▶ _Instructions to follow_:
Please take the lines from the one holding "point(2, 160)" through the one holding "point(131, 128)" in the data below and copy them exactly.

▶ _Dataset records_:
──────────────────────────────
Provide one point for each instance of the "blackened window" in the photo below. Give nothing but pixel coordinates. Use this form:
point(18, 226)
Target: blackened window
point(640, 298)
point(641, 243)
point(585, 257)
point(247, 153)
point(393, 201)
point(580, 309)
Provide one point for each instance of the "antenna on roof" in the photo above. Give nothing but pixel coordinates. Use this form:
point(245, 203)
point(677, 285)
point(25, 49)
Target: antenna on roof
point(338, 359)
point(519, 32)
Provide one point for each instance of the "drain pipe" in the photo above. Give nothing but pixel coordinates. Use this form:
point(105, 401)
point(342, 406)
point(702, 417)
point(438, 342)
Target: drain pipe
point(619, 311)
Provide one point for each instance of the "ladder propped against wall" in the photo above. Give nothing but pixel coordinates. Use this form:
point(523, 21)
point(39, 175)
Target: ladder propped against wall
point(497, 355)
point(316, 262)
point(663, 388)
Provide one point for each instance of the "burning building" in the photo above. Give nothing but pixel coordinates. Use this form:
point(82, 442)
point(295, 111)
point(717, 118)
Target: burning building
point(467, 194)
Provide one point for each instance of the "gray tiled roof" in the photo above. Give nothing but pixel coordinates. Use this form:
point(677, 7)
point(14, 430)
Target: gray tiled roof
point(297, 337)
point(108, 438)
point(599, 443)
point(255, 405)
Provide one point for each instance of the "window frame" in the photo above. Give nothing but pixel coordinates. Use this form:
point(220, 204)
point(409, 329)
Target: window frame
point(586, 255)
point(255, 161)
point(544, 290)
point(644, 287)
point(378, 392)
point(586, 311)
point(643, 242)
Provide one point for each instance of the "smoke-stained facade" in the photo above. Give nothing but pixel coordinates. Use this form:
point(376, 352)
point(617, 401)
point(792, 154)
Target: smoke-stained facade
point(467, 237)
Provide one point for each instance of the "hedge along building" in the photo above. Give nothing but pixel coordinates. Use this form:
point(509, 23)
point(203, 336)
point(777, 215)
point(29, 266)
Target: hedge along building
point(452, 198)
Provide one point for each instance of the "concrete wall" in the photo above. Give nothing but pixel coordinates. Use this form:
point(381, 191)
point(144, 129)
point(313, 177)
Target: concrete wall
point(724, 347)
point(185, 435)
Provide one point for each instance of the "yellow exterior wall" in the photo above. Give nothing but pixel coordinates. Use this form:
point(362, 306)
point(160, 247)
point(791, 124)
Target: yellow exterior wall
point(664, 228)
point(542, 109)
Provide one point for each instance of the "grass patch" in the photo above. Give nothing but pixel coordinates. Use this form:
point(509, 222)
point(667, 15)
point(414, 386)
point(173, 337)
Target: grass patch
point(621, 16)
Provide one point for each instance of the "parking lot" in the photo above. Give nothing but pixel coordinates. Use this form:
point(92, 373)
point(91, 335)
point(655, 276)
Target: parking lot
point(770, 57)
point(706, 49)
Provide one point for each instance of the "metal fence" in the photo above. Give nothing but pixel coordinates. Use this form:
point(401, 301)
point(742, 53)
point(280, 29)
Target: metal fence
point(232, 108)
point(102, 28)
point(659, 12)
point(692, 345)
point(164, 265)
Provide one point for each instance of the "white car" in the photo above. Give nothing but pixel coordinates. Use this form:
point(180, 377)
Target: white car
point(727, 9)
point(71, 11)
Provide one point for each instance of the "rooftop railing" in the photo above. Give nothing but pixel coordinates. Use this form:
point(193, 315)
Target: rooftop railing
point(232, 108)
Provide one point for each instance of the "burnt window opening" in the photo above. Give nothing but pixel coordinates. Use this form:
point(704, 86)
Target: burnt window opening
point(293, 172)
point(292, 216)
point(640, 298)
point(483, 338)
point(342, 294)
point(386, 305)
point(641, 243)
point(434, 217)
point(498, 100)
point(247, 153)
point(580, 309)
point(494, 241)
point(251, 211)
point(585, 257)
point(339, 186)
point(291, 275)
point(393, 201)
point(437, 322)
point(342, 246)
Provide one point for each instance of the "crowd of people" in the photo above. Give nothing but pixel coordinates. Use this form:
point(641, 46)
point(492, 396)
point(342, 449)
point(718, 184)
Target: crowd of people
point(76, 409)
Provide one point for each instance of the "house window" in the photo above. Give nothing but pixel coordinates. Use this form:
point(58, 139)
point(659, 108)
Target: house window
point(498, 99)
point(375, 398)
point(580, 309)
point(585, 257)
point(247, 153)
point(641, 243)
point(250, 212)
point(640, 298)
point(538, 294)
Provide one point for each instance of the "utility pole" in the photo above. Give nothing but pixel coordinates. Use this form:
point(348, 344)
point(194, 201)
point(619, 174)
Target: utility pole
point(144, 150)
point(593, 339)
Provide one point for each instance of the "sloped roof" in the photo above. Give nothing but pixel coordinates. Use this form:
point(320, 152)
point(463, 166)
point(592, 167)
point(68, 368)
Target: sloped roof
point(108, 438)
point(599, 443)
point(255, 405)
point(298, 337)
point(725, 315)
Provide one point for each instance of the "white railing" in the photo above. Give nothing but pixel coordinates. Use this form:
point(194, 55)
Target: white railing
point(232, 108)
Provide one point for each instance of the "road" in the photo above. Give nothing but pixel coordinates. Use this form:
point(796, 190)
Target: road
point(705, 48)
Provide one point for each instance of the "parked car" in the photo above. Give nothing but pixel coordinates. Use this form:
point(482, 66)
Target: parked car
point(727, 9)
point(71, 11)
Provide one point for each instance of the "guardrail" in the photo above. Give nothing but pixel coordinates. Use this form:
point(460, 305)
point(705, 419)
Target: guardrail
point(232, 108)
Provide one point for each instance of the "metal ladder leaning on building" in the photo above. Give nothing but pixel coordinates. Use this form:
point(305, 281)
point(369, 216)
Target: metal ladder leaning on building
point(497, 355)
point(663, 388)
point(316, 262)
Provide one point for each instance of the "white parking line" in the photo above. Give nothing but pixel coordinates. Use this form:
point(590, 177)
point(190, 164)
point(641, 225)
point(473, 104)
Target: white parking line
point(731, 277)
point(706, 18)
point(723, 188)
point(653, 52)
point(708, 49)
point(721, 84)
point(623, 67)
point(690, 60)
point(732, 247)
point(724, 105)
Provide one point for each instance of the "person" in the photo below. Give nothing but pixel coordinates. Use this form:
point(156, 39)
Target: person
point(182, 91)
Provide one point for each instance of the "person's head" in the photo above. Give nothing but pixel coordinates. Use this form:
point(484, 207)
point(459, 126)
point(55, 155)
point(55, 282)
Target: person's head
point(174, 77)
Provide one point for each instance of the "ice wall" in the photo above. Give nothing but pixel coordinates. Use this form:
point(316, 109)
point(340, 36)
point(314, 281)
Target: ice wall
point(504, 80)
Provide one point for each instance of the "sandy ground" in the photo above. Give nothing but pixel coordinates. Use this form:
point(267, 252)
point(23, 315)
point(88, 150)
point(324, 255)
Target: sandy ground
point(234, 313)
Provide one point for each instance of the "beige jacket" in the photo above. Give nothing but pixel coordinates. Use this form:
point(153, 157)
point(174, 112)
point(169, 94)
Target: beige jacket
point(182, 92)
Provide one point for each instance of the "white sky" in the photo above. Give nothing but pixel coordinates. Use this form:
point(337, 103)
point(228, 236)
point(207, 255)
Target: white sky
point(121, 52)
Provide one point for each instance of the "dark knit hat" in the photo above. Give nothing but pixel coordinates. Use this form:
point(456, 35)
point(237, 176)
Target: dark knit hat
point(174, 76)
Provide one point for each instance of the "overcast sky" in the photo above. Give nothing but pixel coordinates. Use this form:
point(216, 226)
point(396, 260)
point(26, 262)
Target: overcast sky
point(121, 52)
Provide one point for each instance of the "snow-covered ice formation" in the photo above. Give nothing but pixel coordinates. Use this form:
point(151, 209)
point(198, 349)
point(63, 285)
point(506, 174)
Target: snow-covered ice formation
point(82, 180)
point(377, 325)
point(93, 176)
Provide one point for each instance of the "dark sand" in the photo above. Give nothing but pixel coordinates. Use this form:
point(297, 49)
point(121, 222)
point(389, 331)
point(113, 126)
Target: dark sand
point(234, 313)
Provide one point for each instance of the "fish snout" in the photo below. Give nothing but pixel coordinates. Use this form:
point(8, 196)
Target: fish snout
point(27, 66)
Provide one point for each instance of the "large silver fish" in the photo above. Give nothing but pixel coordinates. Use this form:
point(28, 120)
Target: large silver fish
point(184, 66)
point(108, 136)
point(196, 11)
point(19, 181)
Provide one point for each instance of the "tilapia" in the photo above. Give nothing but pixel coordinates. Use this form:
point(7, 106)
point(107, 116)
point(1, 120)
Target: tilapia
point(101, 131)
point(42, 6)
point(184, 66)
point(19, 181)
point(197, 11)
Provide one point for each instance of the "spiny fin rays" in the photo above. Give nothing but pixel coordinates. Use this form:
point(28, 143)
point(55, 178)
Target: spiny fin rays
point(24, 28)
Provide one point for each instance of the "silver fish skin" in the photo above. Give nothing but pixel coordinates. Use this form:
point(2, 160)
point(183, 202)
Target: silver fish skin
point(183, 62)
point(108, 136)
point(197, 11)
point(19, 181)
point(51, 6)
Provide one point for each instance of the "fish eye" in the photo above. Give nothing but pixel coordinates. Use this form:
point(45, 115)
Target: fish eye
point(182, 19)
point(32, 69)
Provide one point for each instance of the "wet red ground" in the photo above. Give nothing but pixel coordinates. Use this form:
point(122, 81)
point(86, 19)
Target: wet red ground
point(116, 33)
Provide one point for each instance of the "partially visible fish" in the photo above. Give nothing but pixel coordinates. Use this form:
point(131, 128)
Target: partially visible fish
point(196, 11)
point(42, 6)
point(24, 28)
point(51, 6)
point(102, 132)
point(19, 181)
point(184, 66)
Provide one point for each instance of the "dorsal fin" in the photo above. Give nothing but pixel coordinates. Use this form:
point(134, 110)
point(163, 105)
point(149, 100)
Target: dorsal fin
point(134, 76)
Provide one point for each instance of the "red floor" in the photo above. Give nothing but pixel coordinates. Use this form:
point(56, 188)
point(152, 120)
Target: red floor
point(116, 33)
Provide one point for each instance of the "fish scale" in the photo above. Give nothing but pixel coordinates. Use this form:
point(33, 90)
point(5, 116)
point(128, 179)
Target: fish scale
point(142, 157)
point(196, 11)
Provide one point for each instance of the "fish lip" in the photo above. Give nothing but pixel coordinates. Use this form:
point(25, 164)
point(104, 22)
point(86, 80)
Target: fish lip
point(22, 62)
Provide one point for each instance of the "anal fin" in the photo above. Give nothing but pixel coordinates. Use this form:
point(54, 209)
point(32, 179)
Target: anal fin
──────────────────────────────
▶ _Written answer_:
point(2, 160)
point(183, 202)
Target: silver fish skin
point(183, 62)
point(108, 136)
point(197, 11)
point(19, 181)
point(51, 6)
Provide one point for each instance of the "fish eye" in the photo above. Give nothing but pixel coordinates. Use this form:
point(45, 115)
Target: fish eye
point(182, 19)
point(32, 69)
Provide one point for each instance of the "wet red ground" in the photo above. Give nothing but pixel coordinates. Use this form:
point(122, 81)
point(86, 19)
Target: wet red ground
point(116, 33)
Provide one point for each instance of the "partially visible fish" in the photo above. Give nothing but pixel coordinates. Use this form:
point(131, 128)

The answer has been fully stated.